▸ PROBLEM DETAILS:
Once you reach the line containing "--target white sign" in the entries below, write out that line and each one after it down to the line containing "--target bench leg", exactly and with nothing added.

▸ DATA SHOWN:
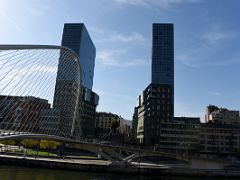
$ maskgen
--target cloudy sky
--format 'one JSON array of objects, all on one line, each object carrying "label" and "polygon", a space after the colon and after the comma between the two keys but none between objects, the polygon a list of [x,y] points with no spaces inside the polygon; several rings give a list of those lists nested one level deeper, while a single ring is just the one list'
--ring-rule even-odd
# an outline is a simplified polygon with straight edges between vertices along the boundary
[{"label": "cloudy sky", "polygon": [[206,105],[240,109],[238,0],[0,0],[0,44],[60,45],[84,22],[97,49],[99,111],[132,118],[150,83],[152,23],[174,23],[175,116]]}]

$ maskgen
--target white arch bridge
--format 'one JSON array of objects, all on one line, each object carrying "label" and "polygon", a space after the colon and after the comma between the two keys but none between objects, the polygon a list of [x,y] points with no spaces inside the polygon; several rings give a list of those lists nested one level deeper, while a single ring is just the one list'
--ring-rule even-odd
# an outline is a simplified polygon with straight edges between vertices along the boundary
[{"label": "white arch bridge", "polygon": [[0,45],[0,140],[57,140],[112,162],[140,156],[179,158],[139,146],[83,139],[80,61],[62,46]]},{"label": "white arch bridge", "polygon": [[0,135],[82,135],[80,60],[49,45],[0,45]]}]

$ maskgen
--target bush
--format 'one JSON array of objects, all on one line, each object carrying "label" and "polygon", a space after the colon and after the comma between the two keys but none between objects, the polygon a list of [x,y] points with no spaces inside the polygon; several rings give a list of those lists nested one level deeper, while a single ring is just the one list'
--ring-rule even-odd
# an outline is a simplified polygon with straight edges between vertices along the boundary
[{"label": "bush", "polygon": [[49,141],[49,140],[41,140],[40,141],[40,148],[41,149],[57,149],[61,143],[56,141]]},{"label": "bush", "polygon": [[38,146],[38,140],[24,139],[21,141],[21,144],[26,148],[35,148]]},{"label": "bush", "polygon": [[0,141],[1,144],[5,144],[5,145],[16,145],[16,142],[14,140],[1,140]]}]

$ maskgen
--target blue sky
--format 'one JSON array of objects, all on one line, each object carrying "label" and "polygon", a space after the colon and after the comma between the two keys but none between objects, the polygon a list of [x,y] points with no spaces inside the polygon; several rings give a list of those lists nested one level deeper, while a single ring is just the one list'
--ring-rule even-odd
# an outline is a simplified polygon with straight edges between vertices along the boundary
[{"label": "blue sky", "polygon": [[64,23],[84,22],[97,49],[98,110],[131,119],[150,83],[152,23],[174,23],[175,115],[203,118],[208,104],[240,109],[239,7],[238,0],[0,0],[0,43],[60,45]]}]

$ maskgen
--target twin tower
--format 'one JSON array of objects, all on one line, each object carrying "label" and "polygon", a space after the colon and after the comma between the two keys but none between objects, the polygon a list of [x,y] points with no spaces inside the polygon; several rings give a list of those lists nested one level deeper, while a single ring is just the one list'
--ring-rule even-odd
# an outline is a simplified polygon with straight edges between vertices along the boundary
[{"label": "twin tower", "polygon": [[133,128],[138,142],[160,144],[161,125],[174,118],[173,24],[153,24],[151,83],[138,96]]},{"label": "twin tower", "polygon": [[[138,97],[135,132],[140,143],[159,144],[161,124],[174,118],[173,24],[154,23],[152,29],[151,83]],[[83,23],[65,24],[62,46],[77,54],[78,70],[60,54],[53,108],[60,110],[59,135],[93,137],[99,97],[92,91],[96,48]],[[72,76],[72,78],[71,78]]]},{"label": "twin tower", "polygon": [[60,53],[53,102],[60,116],[58,135],[94,137],[99,101],[99,96],[92,91],[96,48],[83,23],[64,24],[61,45],[71,49],[78,59],[68,61],[64,52]]}]

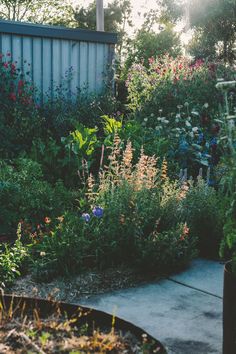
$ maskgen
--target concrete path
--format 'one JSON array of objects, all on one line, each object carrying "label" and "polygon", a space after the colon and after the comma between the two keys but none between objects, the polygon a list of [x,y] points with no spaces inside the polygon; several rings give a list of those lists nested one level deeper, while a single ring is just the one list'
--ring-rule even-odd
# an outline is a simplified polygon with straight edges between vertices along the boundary
[{"label": "concrete path", "polygon": [[169,354],[221,354],[223,268],[197,259],[168,279],[93,296],[82,304],[142,327]]}]

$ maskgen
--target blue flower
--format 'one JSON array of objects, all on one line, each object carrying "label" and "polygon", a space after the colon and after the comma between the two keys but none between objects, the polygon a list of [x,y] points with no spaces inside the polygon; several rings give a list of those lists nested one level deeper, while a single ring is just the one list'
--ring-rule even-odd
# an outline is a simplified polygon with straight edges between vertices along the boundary
[{"label": "blue flower", "polygon": [[93,209],[93,215],[96,216],[96,218],[102,218],[103,217],[103,208],[96,206]]},{"label": "blue flower", "polygon": [[83,213],[83,214],[82,214],[82,219],[83,219],[85,222],[89,222],[90,219],[91,219],[91,216],[90,216],[88,213]]},{"label": "blue flower", "polygon": [[217,139],[216,139],[216,137],[213,137],[213,138],[211,139],[210,145],[211,145],[211,146],[216,146],[216,145],[217,145]]},{"label": "blue flower", "polygon": [[179,152],[181,154],[184,154],[188,151],[189,149],[189,144],[185,139],[181,139],[180,144],[179,144]]},{"label": "blue flower", "polygon": [[201,145],[203,142],[204,142],[204,135],[203,135],[203,133],[200,133],[199,136],[198,136],[198,141],[197,141],[197,143],[198,143],[199,145]]}]

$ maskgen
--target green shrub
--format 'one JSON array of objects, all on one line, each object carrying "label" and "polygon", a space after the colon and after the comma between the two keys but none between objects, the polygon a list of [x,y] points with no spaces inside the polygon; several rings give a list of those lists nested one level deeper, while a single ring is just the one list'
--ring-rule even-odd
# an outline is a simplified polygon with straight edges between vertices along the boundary
[{"label": "green shrub", "polygon": [[196,239],[189,235],[186,224],[168,231],[153,231],[137,243],[137,266],[143,271],[169,274],[182,270],[196,257]]},{"label": "green shrub", "polygon": [[227,196],[225,207],[224,239],[220,255],[232,259],[232,270],[236,274],[236,126],[235,126],[235,90],[236,83],[221,82],[217,84],[225,97],[225,107],[221,112],[221,192]]},{"label": "green shrub", "polygon": [[152,59],[148,69],[134,64],[127,80],[130,108],[142,120],[149,118],[153,126],[159,110],[169,117],[185,102],[199,111],[207,102],[211,111],[217,111],[217,77],[230,74],[230,69],[215,63],[198,60],[193,64],[185,57],[168,55]]},{"label": "green shrub", "polygon": [[62,182],[54,186],[43,180],[41,167],[28,159],[0,161],[0,230],[15,234],[20,220],[32,225],[45,216],[58,216],[70,207],[71,192]]},{"label": "green shrub", "polygon": [[20,239],[10,245],[0,247],[0,287],[11,285],[21,275],[20,271],[28,257],[27,248]]},{"label": "green shrub", "polygon": [[[34,100],[35,88],[11,56],[0,62],[0,155],[12,158],[30,150],[41,134],[42,117]],[[30,71],[30,68],[29,68]]]},{"label": "green shrub", "polygon": [[[55,275],[70,275],[83,269],[89,254],[89,238],[84,222],[76,213],[67,213],[32,238],[33,275],[47,281]],[[87,236],[87,237],[86,237]]]},{"label": "green shrub", "polygon": [[157,159],[143,151],[136,164],[132,159],[132,145],[122,152],[115,135],[109,166],[97,183],[89,176],[87,200],[80,199],[78,212],[66,214],[52,229],[46,227],[35,240],[32,257],[38,277],[79,272],[88,259],[99,268],[146,263],[145,269],[168,272],[196,254],[194,236],[188,237],[187,225],[172,216],[180,208],[181,191],[167,178],[165,163],[159,170]]},{"label": "green shrub", "polygon": [[223,237],[224,198],[199,178],[182,201],[182,220],[197,237],[200,255],[217,258]]}]

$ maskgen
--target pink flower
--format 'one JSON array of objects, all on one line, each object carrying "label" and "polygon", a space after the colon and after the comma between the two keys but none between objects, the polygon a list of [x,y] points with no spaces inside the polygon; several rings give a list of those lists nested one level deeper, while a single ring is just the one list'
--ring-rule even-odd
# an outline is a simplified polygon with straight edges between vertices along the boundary
[{"label": "pink flower", "polygon": [[151,64],[153,64],[153,63],[154,63],[154,61],[155,61],[155,60],[154,60],[154,58],[153,58],[153,57],[151,57],[151,58],[149,58],[149,59],[148,59],[148,62],[149,62],[149,64],[150,64],[150,65],[151,65]]}]

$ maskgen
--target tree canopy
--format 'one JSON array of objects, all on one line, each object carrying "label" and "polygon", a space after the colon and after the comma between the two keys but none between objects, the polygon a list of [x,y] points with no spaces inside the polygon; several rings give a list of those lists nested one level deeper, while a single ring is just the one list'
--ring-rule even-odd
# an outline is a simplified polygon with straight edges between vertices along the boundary
[{"label": "tree canopy", "polygon": [[236,0],[157,0],[163,18],[184,19],[194,30],[189,52],[194,57],[236,60]]},{"label": "tree canopy", "polygon": [[72,14],[69,0],[0,0],[0,18],[4,20],[70,25]]}]

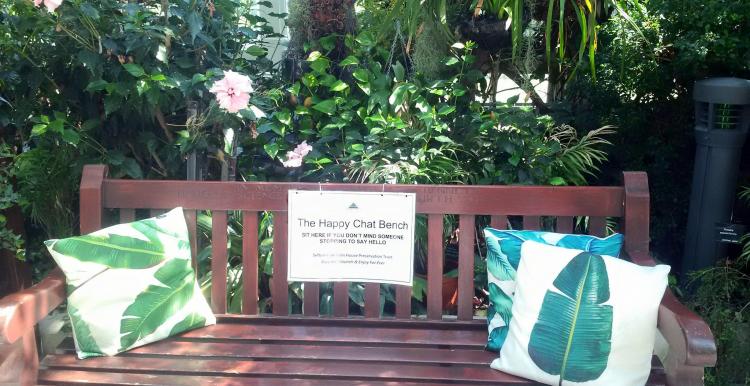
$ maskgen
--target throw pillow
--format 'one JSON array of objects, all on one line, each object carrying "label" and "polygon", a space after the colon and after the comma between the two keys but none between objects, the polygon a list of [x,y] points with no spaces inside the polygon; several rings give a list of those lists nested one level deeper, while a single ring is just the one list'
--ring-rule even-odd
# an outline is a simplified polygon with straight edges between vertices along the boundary
[{"label": "throw pillow", "polygon": [[65,274],[80,359],[216,323],[190,262],[182,208],[45,242]]},{"label": "throw pillow", "polygon": [[492,368],[548,385],[643,385],[669,266],[527,241]]},{"label": "throw pillow", "polygon": [[521,259],[521,244],[532,240],[563,248],[579,249],[599,255],[617,257],[622,235],[606,238],[569,235],[554,232],[484,229],[487,243],[487,285],[490,306],[487,310],[487,350],[498,352],[508,335],[508,326],[516,287],[516,269]]}]

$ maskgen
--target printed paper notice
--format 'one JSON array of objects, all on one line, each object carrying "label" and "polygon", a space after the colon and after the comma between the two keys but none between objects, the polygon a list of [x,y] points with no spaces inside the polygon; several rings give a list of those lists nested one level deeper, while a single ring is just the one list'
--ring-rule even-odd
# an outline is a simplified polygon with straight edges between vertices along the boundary
[{"label": "printed paper notice", "polygon": [[289,191],[289,281],[412,285],[414,193]]}]

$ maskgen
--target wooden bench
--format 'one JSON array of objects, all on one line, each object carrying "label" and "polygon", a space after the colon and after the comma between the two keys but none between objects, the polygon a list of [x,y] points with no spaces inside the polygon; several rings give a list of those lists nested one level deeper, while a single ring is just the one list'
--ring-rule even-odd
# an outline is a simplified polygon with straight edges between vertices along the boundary
[{"label": "wooden bench", "polygon": [[[381,317],[378,284],[366,284],[364,315],[350,316],[347,283],[334,285],[333,315],[319,313],[320,286],[306,283],[301,314],[289,314],[286,281],[288,189],[320,189],[306,183],[132,181],[108,179],[104,166],[87,166],[81,181],[81,233],[102,228],[107,208],[121,222],[135,209],[152,213],[186,209],[193,256],[196,210],[212,211],[211,304],[218,324],[116,357],[77,360],[72,348],[37,359],[34,326],[65,300],[59,271],[36,286],[0,301],[0,378],[22,384],[78,385],[410,385],[532,382],[489,368],[496,354],[484,351],[487,325],[473,314],[476,216],[491,216],[504,228],[507,216],[522,216],[525,229],[539,229],[540,216],[556,218],[560,232],[573,230],[574,216],[591,216],[593,234],[604,234],[608,217],[620,218],[624,254],[653,265],[649,255],[649,193],[645,173],[625,173],[624,186],[430,186],[324,184],[324,190],[414,192],[417,212],[427,215],[426,315],[411,310],[412,291],[398,286],[395,316]],[[243,315],[226,313],[227,215],[241,211]],[[273,313],[258,314],[258,214],[274,214]],[[443,218],[458,215],[458,300],[455,315],[442,301]],[[546,223],[549,223],[547,221]],[[703,384],[704,367],[716,362],[708,326],[667,292],[659,329],[669,350],[654,357],[651,385]],[[0,381],[1,382],[1,381]]]}]

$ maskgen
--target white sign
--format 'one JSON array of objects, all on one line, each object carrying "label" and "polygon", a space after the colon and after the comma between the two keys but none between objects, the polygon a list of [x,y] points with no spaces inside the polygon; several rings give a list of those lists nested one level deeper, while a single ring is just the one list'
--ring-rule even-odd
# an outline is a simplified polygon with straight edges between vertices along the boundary
[{"label": "white sign", "polygon": [[289,191],[289,281],[412,285],[414,193]]}]

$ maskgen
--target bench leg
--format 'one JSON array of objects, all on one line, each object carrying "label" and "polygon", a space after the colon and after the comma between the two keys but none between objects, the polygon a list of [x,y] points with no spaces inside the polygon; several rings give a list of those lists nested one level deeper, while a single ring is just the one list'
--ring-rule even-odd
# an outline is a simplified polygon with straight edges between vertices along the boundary
[{"label": "bench leg", "polygon": [[0,345],[0,385],[35,385],[38,371],[34,330],[13,344]]}]

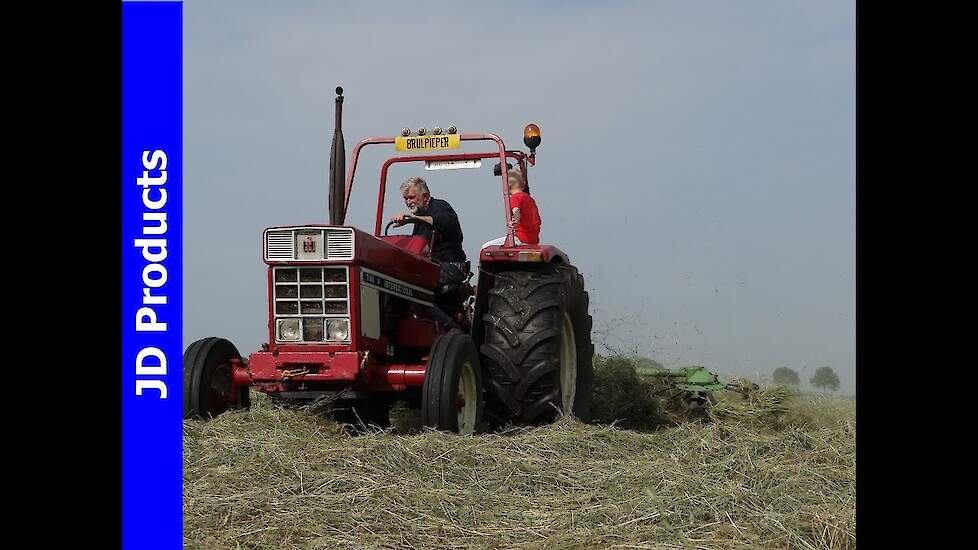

▸ RESULT FOR THIS TASK:
--target white sign
--format 'one JSON array of objects, all on one line, each object carrying "label" and "polygon", a space after the colon and after the comma between the two keys but none between objects, the polygon a list of [x,y] points with no spaces inside the polygon; several rings give a list of those lists nested one level deeper, while a single ring is just the one list'
--ring-rule even-odd
# an outline is a simplified polygon with straight edges between vertices along the boundary
[{"label": "white sign", "polygon": [[289,191],[289,281],[412,285],[414,193]]}]

$ maskgen
--target bench leg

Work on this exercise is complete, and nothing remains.